**PROBLEM STATEMENT**
Leaving out the pictures, retype all the material exactly.

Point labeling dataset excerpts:
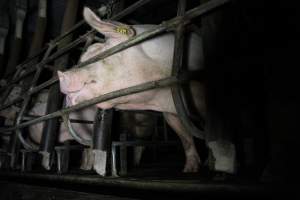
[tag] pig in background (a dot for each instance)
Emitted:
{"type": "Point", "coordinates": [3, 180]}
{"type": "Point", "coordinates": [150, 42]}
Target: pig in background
{"type": "Point", "coordinates": [38, 108]}
{"type": "Point", "coordinates": [148, 61]}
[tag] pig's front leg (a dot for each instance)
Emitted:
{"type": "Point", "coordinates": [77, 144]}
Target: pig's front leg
{"type": "Point", "coordinates": [192, 158]}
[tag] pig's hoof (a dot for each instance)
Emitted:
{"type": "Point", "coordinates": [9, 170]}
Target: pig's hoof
{"type": "Point", "coordinates": [192, 164]}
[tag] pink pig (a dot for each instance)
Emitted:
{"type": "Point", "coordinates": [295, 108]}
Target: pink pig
{"type": "Point", "coordinates": [147, 61]}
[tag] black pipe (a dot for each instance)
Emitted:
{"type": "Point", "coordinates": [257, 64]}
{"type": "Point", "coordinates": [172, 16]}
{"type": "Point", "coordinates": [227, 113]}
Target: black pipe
{"type": "Point", "coordinates": [102, 129]}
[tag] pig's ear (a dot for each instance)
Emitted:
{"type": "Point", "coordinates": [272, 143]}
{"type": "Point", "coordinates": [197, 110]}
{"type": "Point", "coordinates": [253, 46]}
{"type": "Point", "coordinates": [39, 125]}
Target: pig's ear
{"type": "Point", "coordinates": [61, 75]}
{"type": "Point", "coordinates": [109, 29]}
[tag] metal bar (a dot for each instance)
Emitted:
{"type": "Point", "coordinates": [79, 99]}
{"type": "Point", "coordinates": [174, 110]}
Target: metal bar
{"type": "Point", "coordinates": [25, 104]}
{"type": "Point", "coordinates": [102, 129]}
{"type": "Point", "coordinates": [123, 92]}
{"type": "Point", "coordinates": [55, 97]}
{"type": "Point", "coordinates": [144, 143]}
{"type": "Point", "coordinates": [150, 85]}
{"type": "Point", "coordinates": [202, 186]}
{"type": "Point", "coordinates": [176, 69]}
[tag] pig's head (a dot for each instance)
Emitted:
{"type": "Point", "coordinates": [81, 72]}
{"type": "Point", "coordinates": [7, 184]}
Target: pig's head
{"type": "Point", "coordinates": [114, 32]}
{"type": "Point", "coordinates": [76, 85]}
{"type": "Point", "coordinates": [81, 84]}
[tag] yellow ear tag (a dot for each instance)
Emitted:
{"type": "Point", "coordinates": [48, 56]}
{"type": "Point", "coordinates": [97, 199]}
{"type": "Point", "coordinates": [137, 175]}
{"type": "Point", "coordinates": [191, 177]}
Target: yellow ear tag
{"type": "Point", "coordinates": [122, 30]}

**THE RESPONSE**
[tag] pig in background (a dot for each instance)
Emitted:
{"type": "Point", "coordinates": [3, 180]}
{"type": "Point", "coordinates": [150, 42]}
Target: pig in background
{"type": "Point", "coordinates": [38, 108]}
{"type": "Point", "coordinates": [148, 61]}
[tag] pig's front leg (a dot for each instance)
Emitted:
{"type": "Point", "coordinates": [77, 144]}
Target: pig's front leg
{"type": "Point", "coordinates": [192, 158]}
[tag] pig's hoof (a dot for each instance)
Emitted:
{"type": "Point", "coordinates": [9, 170]}
Target: pig's hoof
{"type": "Point", "coordinates": [192, 164]}
[tag] pink pig (a dot for each instance)
Emitted:
{"type": "Point", "coordinates": [295, 108]}
Target: pink pig
{"type": "Point", "coordinates": [147, 61]}
[tag] black pipe (a dot for each instance)
Emitted:
{"type": "Point", "coordinates": [257, 64]}
{"type": "Point", "coordinates": [172, 16]}
{"type": "Point", "coordinates": [227, 113]}
Target: black pipe
{"type": "Point", "coordinates": [102, 129]}
[tag] pig's ear (a dot for each instance)
Emitted:
{"type": "Point", "coordinates": [272, 143]}
{"type": "Point", "coordinates": [197, 110]}
{"type": "Point", "coordinates": [253, 46]}
{"type": "Point", "coordinates": [39, 125]}
Target: pig's ear
{"type": "Point", "coordinates": [61, 75]}
{"type": "Point", "coordinates": [109, 29]}
[tag] metal bar (a dot for each instance)
Emitted:
{"type": "Point", "coordinates": [79, 99]}
{"type": "Point", "coordinates": [174, 110]}
Target: metal bar
{"type": "Point", "coordinates": [25, 104]}
{"type": "Point", "coordinates": [102, 129]}
{"type": "Point", "coordinates": [123, 92]}
{"type": "Point", "coordinates": [55, 97]}
{"type": "Point", "coordinates": [144, 143]}
{"type": "Point", "coordinates": [150, 85]}
{"type": "Point", "coordinates": [202, 186]}
{"type": "Point", "coordinates": [176, 69]}
[tag] pig's head (a dot for each instance)
Emitted:
{"type": "Point", "coordinates": [81, 72]}
{"type": "Point", "coordinates": [7, 184]}
Target: pig's head
{"type": "Point", "coordinates": [114, 32]}
{"type": "Point", "coordinates": [76, 85]}
{"type": "Point", "coordinates": [81, 84]}
[tag] yellow ear tag (a dot for each instance)
Emitted:
{"type": "Point", "coordinates": [48, 56]}
{"type": "Point", "coordinates": [97, 199]}
{"type": "Point", "coordinates": [137, 175]}
{"type": "Point", "coordinates": [191, 177]}
Target: yellow ear tag
{"type": "Point", "coordinates": [122, 30]}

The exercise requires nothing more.